Do you chunk the upload so if I lose internet for a second, it can just upload the chunks that failed?
This is an issue I have with one of my employees. They only get consumer Comcast, and the connection is crap. I ended up writing a bash script that will chunk and scp the files to a central server, and if it fails a chunk, it leaves it in the directory for her to manually re-run.
That said, I pay $20/mo for the file server (which i would no matter what) and it has 3TB of outbound bandwidth and unlimited inbound, and is less than 5% of your cost.
Although we do chunk the upload and send the chunks in parallel to the server we do not at this point have the recover functionality implemented. We are able to recover from a disruption in internet connectivity with retry logic in javascript but if your computer crashed completely we would not recover. That is on the roadmap and expected to be released in the next couple of months though.
In terms of cost there are certainly cheaper ways to accomplish transfers. MASV is designed to be very fast and we have 9 servers across the world to enable transfers anywhere. If your doing local transfers your own file server is likely good enough but if your sending hundreds of GB's cross country or across the world you will likely run into major performance issues. It really comes down to how much your time is worth and if file transfer are a consistent requirement for your business. This is certainly intended to be a B2b tool less for consumer use.
> I ended up writing a bash script that will chunk and scp the files to a central server, and if it fails a chunk, it leaves it in the directory for her to manually re-run.
Use Syncthing, it traverses NATs, it is trivial to set up, it is seemingly very secure by its nature, and crucially for you, it transfers in blocks. You can administer it through a web interface with credentials (or with none, if it's just listening on loopback).
A lot of why our users enjoy MASV is because it's dead simple to use for non-technical users. Not that syncthing is very hard but as a video pro dealing with clients the easier it is for them to just click a download button the more likely it will happen. Also because it's pay-as-you-go it's easy to charge back the transfer cost as a part of the project bill.
Most certainly. Another major benefit is that you folks provide storage, which inherently simplifies administering something like this. One benefit of Syncthing/BT Sync that I have not seen emulated by other vendors is peer-to-peer transfers, which can be considerably faster if both peers are on the same network or an adjacent one (including one on the same provider, or connected to the same exchange, or if the central service has no nodes on the same continent as the peer). The performance is just unmatched for such transfers, in my experience. A peer-based protocol could be a considerable help even if you don't intend on allowing direct peer-to-peer transfers, because (if implemented with sufficient care) it can allow you to choose better nodes to maximize throughput and integrity.

• [Requirements]:
**a.** According to the file-transfer thread, how many servers does MASV have across the world?
**b.** Copy word for word the part of the file-transfer thread that opens with the words containing "Most certainly. Another" and closes with "throughput and integrity.".
The entries that come next have no part in this.

• [Excerpted records]:
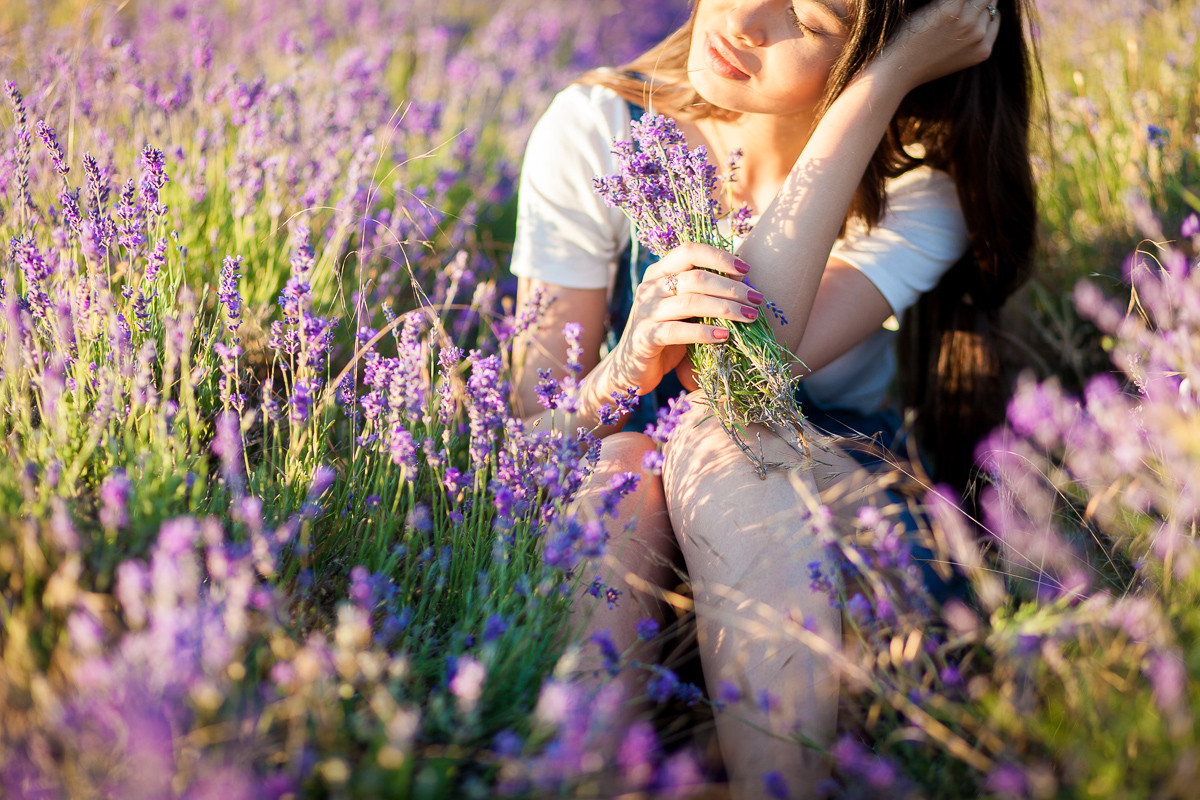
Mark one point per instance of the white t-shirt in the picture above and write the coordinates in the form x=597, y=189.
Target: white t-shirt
x=568, y=236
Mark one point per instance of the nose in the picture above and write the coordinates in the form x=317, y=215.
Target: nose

• [Answers for the exercise]:
**a.** MASV has 9 servers across the world.

**b.**
Most certainly. Another major benefit is that you folks provide storage, which inherently simplifies administering something like this. One benefit of Syncthing/BT Sync that I have not seen emulated by other vendors is peer-to-peer transfers, which can be considerably faster if both peers are on the same network or an adjacent one (including one on the same provider, or connected to the same exchange, or if the central service has no nodes on the same continent as the peer). The performance is just unmatched for such transfers, in my experience. A peer-based protocol could be a considerable help even if you don't intend on allowing direct peer-to-peer transfers, because (if implemented with sufficient care) it can allow you to choose better nodes to maximize throughput and integrity.